[Exercise] Repeat every line of the material below word for word, changing nothing.

[Items stored from a collection]
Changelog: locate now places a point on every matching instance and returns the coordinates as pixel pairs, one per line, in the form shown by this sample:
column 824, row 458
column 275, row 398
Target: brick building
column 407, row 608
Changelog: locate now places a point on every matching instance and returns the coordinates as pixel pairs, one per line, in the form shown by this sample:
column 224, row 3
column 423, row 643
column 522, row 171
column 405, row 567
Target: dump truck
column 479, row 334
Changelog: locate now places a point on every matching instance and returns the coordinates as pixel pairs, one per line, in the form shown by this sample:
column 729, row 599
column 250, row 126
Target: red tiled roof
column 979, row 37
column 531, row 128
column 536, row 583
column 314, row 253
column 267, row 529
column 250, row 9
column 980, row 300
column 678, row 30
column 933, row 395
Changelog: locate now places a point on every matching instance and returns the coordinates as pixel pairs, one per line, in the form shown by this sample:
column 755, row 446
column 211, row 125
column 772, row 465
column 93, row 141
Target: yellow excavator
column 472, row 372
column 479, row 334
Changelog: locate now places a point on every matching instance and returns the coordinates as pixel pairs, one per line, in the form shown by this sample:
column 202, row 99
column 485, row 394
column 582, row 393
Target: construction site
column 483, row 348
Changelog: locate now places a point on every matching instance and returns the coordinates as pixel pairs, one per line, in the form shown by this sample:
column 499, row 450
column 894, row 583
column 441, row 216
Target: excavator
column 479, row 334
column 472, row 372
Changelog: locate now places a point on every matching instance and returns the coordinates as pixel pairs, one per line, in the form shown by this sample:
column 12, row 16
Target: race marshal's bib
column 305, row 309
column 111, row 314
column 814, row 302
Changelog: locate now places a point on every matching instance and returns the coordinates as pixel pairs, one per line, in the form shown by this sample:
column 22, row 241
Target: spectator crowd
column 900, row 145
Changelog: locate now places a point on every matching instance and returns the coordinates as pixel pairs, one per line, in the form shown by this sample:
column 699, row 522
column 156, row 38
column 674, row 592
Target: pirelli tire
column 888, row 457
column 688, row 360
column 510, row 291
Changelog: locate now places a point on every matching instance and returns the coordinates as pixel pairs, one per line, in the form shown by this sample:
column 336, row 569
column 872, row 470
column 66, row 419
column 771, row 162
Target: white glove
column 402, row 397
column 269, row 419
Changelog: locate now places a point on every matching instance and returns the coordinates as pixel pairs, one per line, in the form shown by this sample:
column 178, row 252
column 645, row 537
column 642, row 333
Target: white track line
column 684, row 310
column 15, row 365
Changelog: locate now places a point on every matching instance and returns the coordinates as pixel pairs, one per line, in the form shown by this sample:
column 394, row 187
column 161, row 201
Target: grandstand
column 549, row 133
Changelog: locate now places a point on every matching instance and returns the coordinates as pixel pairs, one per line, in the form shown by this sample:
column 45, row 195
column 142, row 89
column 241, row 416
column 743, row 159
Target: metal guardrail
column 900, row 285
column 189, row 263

[Task result]
Changelog: locate now places a point on every matching instance and returns the coordinates as pixel pairs, one per line, in the form shown by this sample:
column 824, row 458
column 275, row 398
Target: brick building
column 407, row 608
Changelog: locate now places a point on every matching instance and returns the coordinates as pixel pairs, one per line, in the form shown by this sample:
column 224, row 3
column 423, row 643
column 522, row 171
column 405, row 567
Target: dump truck
column 479, row 334
Changelog: locate now places a point on every matching instance and returns the coordinates as pixel pairs, one per line, in the form shown by this sample:
column 729, row 599
column 250, row 126
Target: red tiled roof
column 979, row 37
column 531, row 128
column 536, row 583
column 314, row 253
column 267, row 529
column 250, row 9
column 980, row 300
column 678, row 30
column 933, row 395
Changelog: locate now places a point on every matching instance and returns the coordinates as pixel pairs, one per line, in the form shown by this sample:
column 755, row 446
column 211, row 125
column 772, row 465
column 93, row 141
Target: yellow excavator
column 472, row 372
column 479, row 334
Changelog: locate now places a point on every matching instance and returns the coordinates as pixel pairs, one per line, in the form shown by this sample:
column 202, row 99
column 485, row 394
column 582, row 393
Target: construction site
column 483, row 348
Changelog: locate now places a point on every matching instance and returns the coordinates as pixel pairs, one per line, in the form shown by this sample:
column 499, row 450
column 894, row 583
column 441, row 216
Target: excavator
column 479, row 334
column 472, row 372
Changelog: locate now places a point on every matching instance and returns the coordinates as pixel pairs, one per line, in the form shown by this sample:
column 12, row 16
Target: race marshal's bib
column 305, row 309
column 111, row 314
column 814, row 302
Changelog: locate now places a point on every matching instance and returns the coordinates as pixel pairs, one per line, in the form shown by this sample:
column 22, row 241
Target: spectator crowd
column 900, row 145
Changelog: locate now places a point on every matching instance and returns the coordinates as pixel pairs, one per line, in the form shown by this sample:
column 699, row 522
column 156, row 38
column 674, row 592
Target: pirelli tire
column 888, row 457
column 688, row 360
column 510, row 291
Changelog: locate now places a point on every matching instance and returns the coordinates as pixel pairs, one per line, in the form shown by this sample:
column 336, row 569
column 872, row 470
column 66, row 419
column 771, row 162
Target: white glove
column 402, row 397
column 269, row 419
Changelog: locate now places a point on every matching instance and returns the coordinates as pixel pairs, one per line, in the form shown by this sample:
column 178, row 252
column 645, row 537
column 642, row 333
Target: white track line
column 684, row 310
column 15, row 365
Changelog: locate now places a point on every matching instance and returns the coordinates as pixel pairs, one per line, in the form shown by this sample:
column 394, row 187
column 161, row 201
Target: grandstand
column 549, row 133
Changelog: locate now places a point on every matching instance and returns the coordinates as pixel pairs, one per line, in the form shown by this sample:
column 45, row 195
column 142, row 89
column 241, row 416
column 743, row 159
Target: metal guardrail
column 900, row 285
column 189, row 263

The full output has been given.